STATED GOAL →
Show every line in the records below that contains the word "maple".

....................

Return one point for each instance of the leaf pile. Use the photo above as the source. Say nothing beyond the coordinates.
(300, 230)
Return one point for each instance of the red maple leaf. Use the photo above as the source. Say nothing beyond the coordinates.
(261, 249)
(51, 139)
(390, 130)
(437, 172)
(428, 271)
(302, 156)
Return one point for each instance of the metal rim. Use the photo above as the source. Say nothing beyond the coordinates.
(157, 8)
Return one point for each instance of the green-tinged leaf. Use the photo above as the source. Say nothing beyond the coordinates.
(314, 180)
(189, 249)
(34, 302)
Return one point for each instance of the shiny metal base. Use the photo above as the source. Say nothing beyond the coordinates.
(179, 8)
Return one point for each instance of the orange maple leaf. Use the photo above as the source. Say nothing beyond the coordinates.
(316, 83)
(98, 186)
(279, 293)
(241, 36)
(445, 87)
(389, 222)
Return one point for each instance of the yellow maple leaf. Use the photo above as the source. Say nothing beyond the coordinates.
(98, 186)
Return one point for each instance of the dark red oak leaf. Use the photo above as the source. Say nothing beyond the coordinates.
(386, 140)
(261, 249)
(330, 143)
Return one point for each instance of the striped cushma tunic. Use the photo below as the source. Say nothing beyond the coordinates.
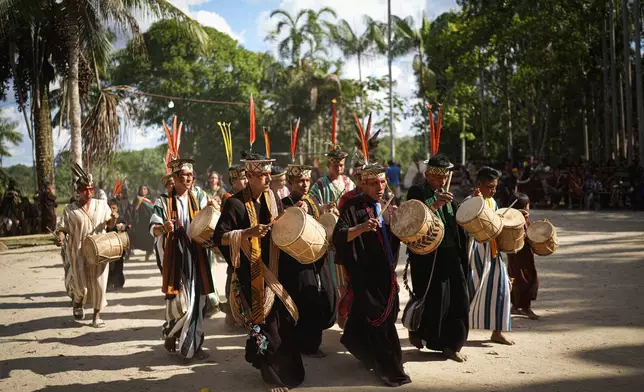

....................

WRITTEN REPLY →
Return one point for each instance of the red maple leaf. Use the photo above as the source. Say nothing beyond the coordinates.
Return one point for each instance of the orange maple leaf. Use the photo above as the source. Say nothing beyond the coordinates.
Return one point for each instance of the yellow maple leaf. Use the photo above as the source. Say nothing beyond the coordinates.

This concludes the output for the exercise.